Consignes:
a) D'après le texte sur la météo, en quelle année le sondage de Ouinon a-t-il été réalisé ?
b) Réécrivez en liste numérotée les lignes du listing, de la ligne contenant « Target: hiker » jusqu'à la fin du listing incluse, sans les lignes vides.

C'était un sondage de Ouinon en 2007 : tenez vous compte de la météo (les prédictions) quand vous vous habillez le matin et faites-vous attention à  la météo (le temps qu'il fait) le reste de la journée ? Comme je le raconte en commentaire, c'était rarement mon cas quand, en bon urbain, je m'engouffrais dans mon bus pour ne plus pointer le nez dehors de la journée ou presque. La météo des vacances, tout ça, c'était les affaires des gens sérieux. Et l'alternance des saisons, c'est à  peine si je la remarquais. Tout a changé quand mon stage en exploitation agricole m'a fait réaliser l'importe du rythme de la nature. Mon cas n'est pas isolé mais je suppose que la majorité des Français s'intéresse à  la météo et parle du temps qu'il fait pour ne pas parler du temps qui passe (comme le dit un personnage du "Fabuleux destin d'Amélie Poulin").

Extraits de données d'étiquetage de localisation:
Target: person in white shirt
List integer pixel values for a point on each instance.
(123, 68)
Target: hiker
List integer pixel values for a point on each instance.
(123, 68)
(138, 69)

Résultats attendus:
a) En 2007.

b)
1. Target: hiker
2. List integer pixel values for a point on each instance.
3. (123, 68)
4. (138, 69)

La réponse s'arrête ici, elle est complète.